[Entries from an annotation dataset]
=-=-=

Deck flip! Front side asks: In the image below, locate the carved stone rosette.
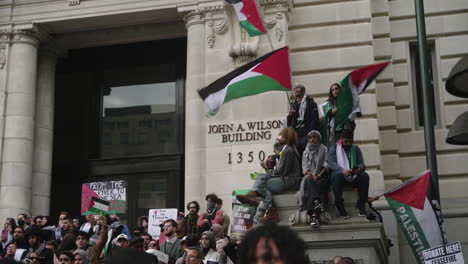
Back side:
[183,0,292,64]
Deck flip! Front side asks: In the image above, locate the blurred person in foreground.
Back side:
[237,222,309,264]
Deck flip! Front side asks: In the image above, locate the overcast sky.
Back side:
[104,82,176,109]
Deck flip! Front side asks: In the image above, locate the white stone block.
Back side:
[379,129,398,151]
[3,138,33,166]
[291,46,374,72]
[377,106,397,127]
[381,154,400,177]
[392,40,410,61]
[388,0,468,18]
[371,16,390,36]
[375,83,395,104]
[354,118,379,142]
[390,13,468,39]
[289,1,371,27]
[289,22,372,49]
[5,116,34,142]
[397,109,414,129]
[395,85,412,107]
[358,144,380,167]
[373,38,392,58]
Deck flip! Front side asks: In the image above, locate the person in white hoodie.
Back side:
[200,231,223,264]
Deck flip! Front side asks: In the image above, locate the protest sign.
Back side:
[231,190,256,240]
[81,180,127,214]
[423,242,465,264]
[148,209,177,240]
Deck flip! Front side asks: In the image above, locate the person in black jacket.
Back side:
[287,83,320,152]
[25,226,54,264]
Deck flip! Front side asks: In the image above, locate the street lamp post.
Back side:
[414,0,440,204]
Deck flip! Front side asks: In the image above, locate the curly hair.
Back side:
[237,222,309,264]
[187,201,200,212]
[279,127,298,146]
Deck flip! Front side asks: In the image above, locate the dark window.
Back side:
[410,43,438,127]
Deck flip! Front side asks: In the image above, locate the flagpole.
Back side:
[265,30,291,110]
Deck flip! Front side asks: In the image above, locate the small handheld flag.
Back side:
[384,171,447,263]
[226,0,267,37]
[335,61,390,131]
[198,46,291,116]
[84,197,110,215]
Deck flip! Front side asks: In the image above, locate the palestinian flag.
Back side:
[226,0,267,37]
[84,197,110,215]
[198,46,291,115]
[384,171,447,263]
[335,61,390,131]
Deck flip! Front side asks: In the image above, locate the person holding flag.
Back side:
[287,83,320,152]
[328,130,369,218]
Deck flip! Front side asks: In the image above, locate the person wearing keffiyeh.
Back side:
[328,130,369,218]
[287,83,320,152]
[299,130,329,226]
[185,201,200,236]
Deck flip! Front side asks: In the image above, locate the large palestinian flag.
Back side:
[226,0,267,37]
[335,61,390,131]
[198,46,291,115]
[384,171,447,263]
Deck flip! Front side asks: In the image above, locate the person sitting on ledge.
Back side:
[299,130,329,226]
[328,130,369,218]
[236,128,302,224]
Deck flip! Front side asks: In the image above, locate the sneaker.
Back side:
[314,200,323,213]
[335,204,349,219]
[310,216,320,227]
[356,204,367,216]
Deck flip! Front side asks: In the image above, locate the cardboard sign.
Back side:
[423,242,465,264]
[231,190,257,241]
[81,180,127,214]
[148,209,178,240]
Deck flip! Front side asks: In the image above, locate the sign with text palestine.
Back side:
[148,209,177,240]
[81,180,127,214]
[423,242,465,264]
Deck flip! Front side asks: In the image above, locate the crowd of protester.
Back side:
[0,212,354,264]
[0,84,374,264]
[236,83,380,227]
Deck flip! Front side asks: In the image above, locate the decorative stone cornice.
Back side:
[0,45,7,70]
[68,0,80,6]
[0,24,52,46]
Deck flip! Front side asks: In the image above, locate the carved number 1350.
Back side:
[228,150,265,164]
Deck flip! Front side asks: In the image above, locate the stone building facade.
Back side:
[0,0,468,263]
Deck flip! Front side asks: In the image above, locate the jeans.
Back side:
[252,173,296,222]
[331,171,369,206]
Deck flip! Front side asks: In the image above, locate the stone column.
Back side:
[179,7,206,208]
[31,47,57,215]
[0,30,39,219]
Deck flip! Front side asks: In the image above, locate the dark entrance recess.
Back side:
[51,38,186,227]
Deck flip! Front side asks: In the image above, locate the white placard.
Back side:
[148,208,177,240]
[423,242,465,264]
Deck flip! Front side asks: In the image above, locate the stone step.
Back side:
[273,187,370,225]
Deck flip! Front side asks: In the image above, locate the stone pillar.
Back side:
[179,7,206,208]
[0,30,39,219]
[31,47,57,215]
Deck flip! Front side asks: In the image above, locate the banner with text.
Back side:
[423,242,465,264]
[81,180,127,214]
[231,190,256,240]
[148,208,177,240]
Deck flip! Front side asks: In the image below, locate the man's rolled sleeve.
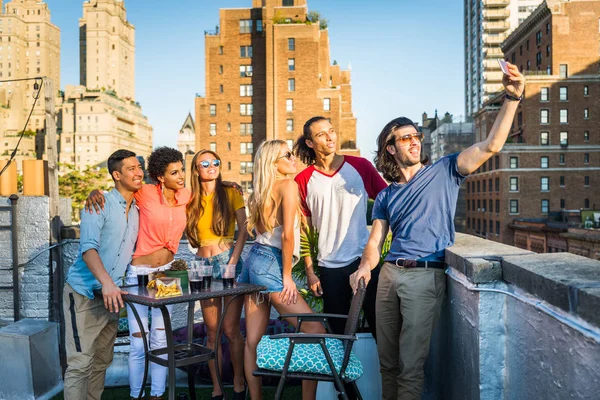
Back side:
[371,189,389,221]
[79,210,106,254]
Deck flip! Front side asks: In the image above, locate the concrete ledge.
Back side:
[502,253,600,326]
[446,233,535,283]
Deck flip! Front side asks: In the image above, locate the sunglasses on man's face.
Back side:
[396,132,423,146]
[277,151,293,160]
[199,159,221,169]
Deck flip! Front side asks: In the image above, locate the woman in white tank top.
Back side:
[239,140,325,400]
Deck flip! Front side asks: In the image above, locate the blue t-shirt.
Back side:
[373,153,466,262]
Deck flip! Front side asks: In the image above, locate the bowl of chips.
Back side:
[148,277,183,299]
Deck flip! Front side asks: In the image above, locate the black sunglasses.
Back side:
[200,158,221,169]
[277,151,293,160]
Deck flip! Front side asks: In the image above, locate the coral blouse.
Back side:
[133,184,191,258]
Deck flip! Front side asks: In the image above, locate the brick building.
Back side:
[195,0,359,191]
[466,0,600,244]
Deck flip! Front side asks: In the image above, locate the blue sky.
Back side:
[45,0,464,159]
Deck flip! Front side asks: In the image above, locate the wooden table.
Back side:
[123,279,266,400]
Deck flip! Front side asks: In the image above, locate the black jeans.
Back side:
[320,258,380,340]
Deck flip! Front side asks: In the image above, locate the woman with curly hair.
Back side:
[86,147,191,400]
[239,140,325,400]
[186,150,248,400]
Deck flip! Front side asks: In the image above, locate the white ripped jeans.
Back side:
[125,264,173,398]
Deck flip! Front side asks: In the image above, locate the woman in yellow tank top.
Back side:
[186,150,248,400]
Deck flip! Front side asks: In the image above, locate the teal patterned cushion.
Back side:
[256,336,363,381]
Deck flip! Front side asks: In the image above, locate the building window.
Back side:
[540,176,550,192]
[240,104,254,115]
[559,86,569,101]
[509,199,519,214]
[240,65,252,78]
[509,176,519,192]
[240,123,254,136]
[540,109,550,124]
[240,142,254,154]
[542,199,550,214]
[240,19,252,33]
[240,85,254,97]
[240,46,252,58]
[558,64,569,78]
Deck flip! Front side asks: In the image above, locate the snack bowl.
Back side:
[148,277,183,299]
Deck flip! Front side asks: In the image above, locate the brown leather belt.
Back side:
[395,258,446,269]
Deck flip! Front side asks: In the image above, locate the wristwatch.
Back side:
[505,93,523,101]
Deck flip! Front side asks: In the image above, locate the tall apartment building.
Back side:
[195,0,359,191]
[466,0,600,244]
[58,0,153,170]
[465,0,542,116]
[79,0,135,100]
[0,0,60,166]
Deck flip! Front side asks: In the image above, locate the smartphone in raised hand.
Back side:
[498,58,508,75]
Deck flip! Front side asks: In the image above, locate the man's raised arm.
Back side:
[457,63,525,176]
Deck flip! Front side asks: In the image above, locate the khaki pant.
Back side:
[375,262,446,400]
[63,284,119,400]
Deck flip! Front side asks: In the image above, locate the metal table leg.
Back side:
[215,294,241,400]
[125,301,149,400]
[158,306,176,400]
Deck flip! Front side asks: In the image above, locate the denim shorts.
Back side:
[238,243,283,293]
[195,247,244,279]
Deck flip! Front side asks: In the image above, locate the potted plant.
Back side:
[165,259,188,289]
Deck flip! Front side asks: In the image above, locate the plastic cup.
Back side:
[188,268,202,293]
[220,264,235,288]
[198,264,212,290]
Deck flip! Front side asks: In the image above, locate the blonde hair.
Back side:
[246,140,292,235]
[185,150,234,248]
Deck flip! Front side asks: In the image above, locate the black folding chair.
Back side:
[252,279,366,400]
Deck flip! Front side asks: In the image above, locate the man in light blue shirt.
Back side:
[63,150,144,400]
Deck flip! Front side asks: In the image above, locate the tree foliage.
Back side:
[58,165,114,222]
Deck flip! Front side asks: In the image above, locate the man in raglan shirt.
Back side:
[294,117,387,336]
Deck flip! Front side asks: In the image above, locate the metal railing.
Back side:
[0,194,21,322]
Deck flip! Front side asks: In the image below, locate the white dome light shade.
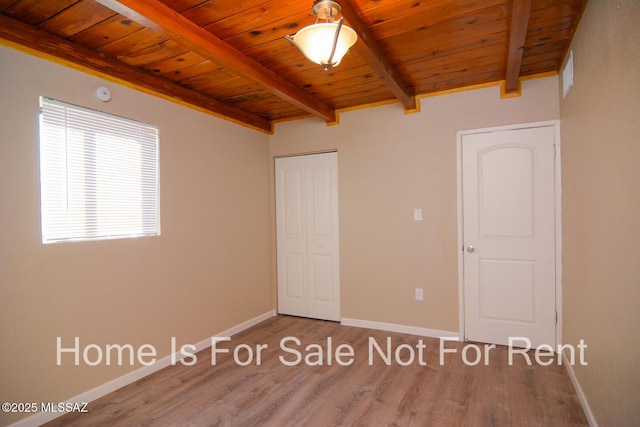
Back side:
[290,22,358,68]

=-=-=

__What is asked__
Print the records again line for line, starting at the line containing "banner with text." and ending after the line containing "[125,264,173,398]". Omit the pictures from your answer.

__Answer to the exercise__
Deck flip! Front side asks: In the image above, locate the banner with text.
Back side:
[423,242,465,264]
[81,180,127,214]
[231,190,256,240]
[148,208,177,240]
Deck flip! Front side asks: In the image below, locate the man's rolled sleeve.
Back side:
[371,189,389,221]
[79,210,106,254]
Deck flip! Front side asks: In the image above, locate the concrete ledge.
Back side:
[502,253,600,326]
[446,233,535,283]
Deck flip! Front side asks: In the image above, locate the sunglasses on man's face.
Back side:
[396,132,423,146]
[277,151,293,160]
[199,159,221,169]
Deck flip! Front side asks: In the image above, locate the woman in white tank top.
Back side:
[239,140,325,400]
Deck flip! Front side asks: In the image above, locate the blue t-shirt.
Back side:
[373,153,466,262]
Deck flip! Front side asks: In the image above, locate the bowl of chips.
Back side:
[148,277,183,299]
Deck flip! Front side asks: In the image above, locate the black sunglasses.
Back side:
[200,158,221,169]
[277,151,293,160]
Deck flip! Front side asks: In the image above, locate the coral blouse.
Back side:
[133,184,191,258]
Deck flip! Front side asks: In the image above, locate the brick building.
Back side:
[195,0,359,191]
[466,0,600,244]
Deck flip! Front side asks: In the image above, locate the blue sky.
Back side:
[45,0,464,159]
Deck flip! Front side asks: In the image above, locate the wooden table.
Back side:
[123,279,266,400]
Deck flip! Front side asks: In the image above, locate the black jeans.
Back side:
[320,258,380,340]
Deck flip! Front side asks: In the image above, locate the woman with curly hair.
Back side:
[86,147,191,400]
[239,140,325,400]
[186,150,248,400]
Deck flip! Front side asks: In the image above, locate the white ripped jeans.
Back side:
[125,264,173,398]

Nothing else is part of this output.